EXTRACT TO READ:
··········

Hiding behind the law to say it's legal, so mind you own beeswax!!

A. We dont know if it was legal or not.

B. As pointed out, it's not about legal it's about ethics- something Jam and pier-legend seem intent on AVOIDING further discussion over.

If Bill Gates has sufficient capital to buy up all the oil reserves (just because he can), and blast them off to outerspace, and the money to buy off congress to make it legal, does that make it right !!

Perhaps no one should give a rats behind that the menhaden fleets sucking up all the bait food resources in the bay are making fertilizer (or what have you) out of the precious resouces- after all they can do WHATEVER they want with the resouces they have obtained LEGALLY- RIGHT !!

and since "They" the legal system have closed off beach access "LEGALLY" ya all don't have the right to question whether IT'S RIGHT OR NOT........so nosy people don't question the law- just MYOB.

Get the Point !!


----------



## chriscustom (Jun 17, 2006)

*so what*

Everyone has different opinion on just about everything.Some say let it be others say do something about it.So who's right?I use to live by the motto ,do unto others before they do unto you.Now I do unto others as I want them to do to me.I will say if I see you doing wrong I will tell you about it in a nice way that you will thank me or you will want to heap large amounts of money on me.
Put that in you pocket and play with it!


----------



## Al Kai (Jan 8, 2007)

pier-legend said:


> ..1.NO..
> ..2.Of Course....


This pretty much seals the deal for me.

Thanks Pier legend.


----------



## JAM (Jul 22, 2002)

*Far from legal my freind....*

and since "They" the legal system have closed off beach access "LEGALLY" ya all don't have the right to question whether IT'S RIGHT OR NOT........so nosy people don't question the law- just MYOB


Back room deal with a bought off Judge... No economic impact study.. No NEPA... No public comment.... Yeah thats legal... 

Ethics: 12 year USAF Held a TSSCI (Top Secret)security clearance, numerous awards for Operation OEF, 911 and what not but yeah I have no ethics.. 

Left AF because I did not like the way Govt was run... Yeah no ethics... 


I am done with this site Sea YA 

JAM out for good....Deleting user account as we speak....


----------



## OBX_Nomad (Mar 8, 2005)

JAM said:


> I am done with this site Sea YA
> 
> JAM out for good....Deleting user account as we speak....



*I hear RDT is looking for a few good posers. LOL*


----------



## tackdriver (May 3, 2008)

··········

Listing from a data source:
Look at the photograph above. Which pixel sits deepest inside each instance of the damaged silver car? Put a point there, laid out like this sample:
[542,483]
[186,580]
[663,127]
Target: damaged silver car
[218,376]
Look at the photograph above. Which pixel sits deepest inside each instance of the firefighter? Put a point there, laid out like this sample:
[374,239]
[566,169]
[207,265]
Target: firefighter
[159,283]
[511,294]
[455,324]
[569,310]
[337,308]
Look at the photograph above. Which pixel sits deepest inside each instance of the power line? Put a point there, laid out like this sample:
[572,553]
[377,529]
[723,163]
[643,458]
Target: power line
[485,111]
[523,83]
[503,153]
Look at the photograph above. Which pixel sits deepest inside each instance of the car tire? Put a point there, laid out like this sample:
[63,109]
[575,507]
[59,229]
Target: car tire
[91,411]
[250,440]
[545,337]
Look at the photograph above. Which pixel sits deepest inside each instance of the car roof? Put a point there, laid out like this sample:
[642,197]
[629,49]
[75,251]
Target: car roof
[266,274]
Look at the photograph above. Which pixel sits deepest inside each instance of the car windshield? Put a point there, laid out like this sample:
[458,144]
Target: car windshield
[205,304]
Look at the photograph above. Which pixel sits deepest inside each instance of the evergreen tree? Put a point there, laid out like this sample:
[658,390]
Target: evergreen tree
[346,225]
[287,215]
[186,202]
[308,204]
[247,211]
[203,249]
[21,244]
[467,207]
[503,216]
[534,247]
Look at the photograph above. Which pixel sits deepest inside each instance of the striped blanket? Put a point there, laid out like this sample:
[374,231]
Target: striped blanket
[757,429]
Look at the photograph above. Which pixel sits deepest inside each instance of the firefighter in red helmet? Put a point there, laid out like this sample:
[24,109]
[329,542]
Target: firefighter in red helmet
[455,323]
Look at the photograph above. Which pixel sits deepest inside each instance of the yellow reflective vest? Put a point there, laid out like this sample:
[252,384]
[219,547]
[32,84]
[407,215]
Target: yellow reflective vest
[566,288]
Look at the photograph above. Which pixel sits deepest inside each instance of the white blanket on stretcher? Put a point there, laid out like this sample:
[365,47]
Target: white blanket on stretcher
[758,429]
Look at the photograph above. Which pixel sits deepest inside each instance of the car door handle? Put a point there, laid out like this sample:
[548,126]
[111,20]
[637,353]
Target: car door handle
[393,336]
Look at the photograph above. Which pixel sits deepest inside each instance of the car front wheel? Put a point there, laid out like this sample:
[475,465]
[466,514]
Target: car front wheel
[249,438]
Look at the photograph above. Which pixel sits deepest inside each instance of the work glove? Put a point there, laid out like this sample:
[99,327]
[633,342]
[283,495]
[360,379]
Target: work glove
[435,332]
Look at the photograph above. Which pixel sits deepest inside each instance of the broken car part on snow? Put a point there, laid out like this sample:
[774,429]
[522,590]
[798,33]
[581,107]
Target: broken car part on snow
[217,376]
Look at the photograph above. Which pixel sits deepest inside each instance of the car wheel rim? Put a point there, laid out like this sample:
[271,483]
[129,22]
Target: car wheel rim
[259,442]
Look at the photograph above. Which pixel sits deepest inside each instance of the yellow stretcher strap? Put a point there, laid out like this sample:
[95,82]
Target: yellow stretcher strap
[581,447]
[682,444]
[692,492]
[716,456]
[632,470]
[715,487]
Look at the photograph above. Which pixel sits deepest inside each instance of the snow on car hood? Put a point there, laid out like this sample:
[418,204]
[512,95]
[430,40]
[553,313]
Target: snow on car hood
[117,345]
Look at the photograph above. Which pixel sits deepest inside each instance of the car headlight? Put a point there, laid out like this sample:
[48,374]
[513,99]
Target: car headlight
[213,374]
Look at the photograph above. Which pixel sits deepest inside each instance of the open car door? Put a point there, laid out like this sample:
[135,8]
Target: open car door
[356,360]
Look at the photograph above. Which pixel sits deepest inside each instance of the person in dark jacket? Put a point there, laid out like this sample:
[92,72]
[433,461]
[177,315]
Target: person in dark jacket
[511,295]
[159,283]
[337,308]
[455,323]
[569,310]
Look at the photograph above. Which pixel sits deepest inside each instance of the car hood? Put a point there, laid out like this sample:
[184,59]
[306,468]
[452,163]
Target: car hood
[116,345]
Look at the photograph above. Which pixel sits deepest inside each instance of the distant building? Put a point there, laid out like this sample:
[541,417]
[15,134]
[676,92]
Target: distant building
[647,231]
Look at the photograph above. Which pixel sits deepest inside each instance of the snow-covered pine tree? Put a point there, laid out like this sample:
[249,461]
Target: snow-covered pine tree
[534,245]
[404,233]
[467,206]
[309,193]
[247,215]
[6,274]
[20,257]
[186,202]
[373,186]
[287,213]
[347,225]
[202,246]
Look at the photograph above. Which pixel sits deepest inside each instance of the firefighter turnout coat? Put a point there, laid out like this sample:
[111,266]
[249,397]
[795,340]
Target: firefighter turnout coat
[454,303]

··········

INSTRUCTIONS FOR THE TASK:
Reproduce the part of the forum thread that starts at "Ethics: 12 year" and ends at "Yeah no ethics...".

OUTPUT BELOW:
Ethics: 12 year USAF Held a TSSCI (Top Secret)security clearance, numerous awards for Operation OEF, 911 and what not but yeah I have no ethics.. 

Left AF because I did not like the way Govt was run... Yeah no ethics...